REQUIREMENTS »
Reproduce the entries from the beginning through the line containing "[708,554,742,584]", replacing "bird's tail" with "tail feathers" and keeping everything else unchanged.

----------

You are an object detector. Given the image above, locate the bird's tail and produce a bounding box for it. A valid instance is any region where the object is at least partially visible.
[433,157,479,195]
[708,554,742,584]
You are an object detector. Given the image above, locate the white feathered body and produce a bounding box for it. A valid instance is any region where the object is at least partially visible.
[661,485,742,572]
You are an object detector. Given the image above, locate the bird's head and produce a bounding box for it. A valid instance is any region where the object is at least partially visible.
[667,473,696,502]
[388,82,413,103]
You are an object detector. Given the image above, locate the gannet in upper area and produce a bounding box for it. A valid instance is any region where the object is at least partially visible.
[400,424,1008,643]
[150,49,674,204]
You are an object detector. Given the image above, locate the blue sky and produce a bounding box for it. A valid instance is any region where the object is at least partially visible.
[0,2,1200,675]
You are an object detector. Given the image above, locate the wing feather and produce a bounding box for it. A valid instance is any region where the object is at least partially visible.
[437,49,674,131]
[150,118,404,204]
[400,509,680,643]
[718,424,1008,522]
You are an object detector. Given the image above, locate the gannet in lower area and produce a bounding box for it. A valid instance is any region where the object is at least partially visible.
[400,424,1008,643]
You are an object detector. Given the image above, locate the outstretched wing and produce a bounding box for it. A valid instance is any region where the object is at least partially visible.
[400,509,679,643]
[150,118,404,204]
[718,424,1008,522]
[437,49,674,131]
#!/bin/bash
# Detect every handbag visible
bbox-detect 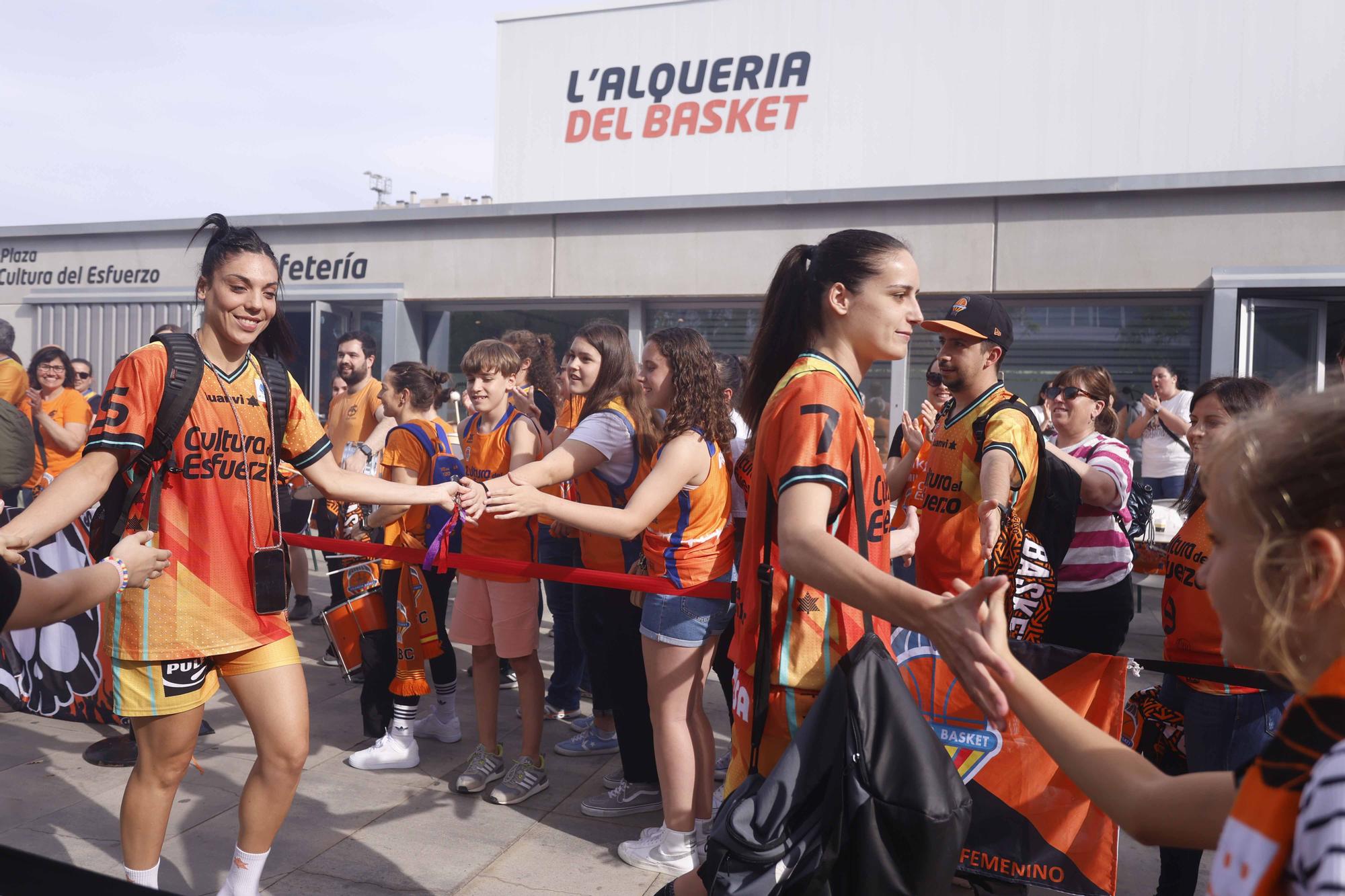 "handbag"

----------

COMPLETED TASK »
You are an object detector. Given the image above, locate the tail feathers and produce a bounding box for it. A valid instance is any region where the object is at least partially visible.
[433,157,479,195]
[708,554,742,584]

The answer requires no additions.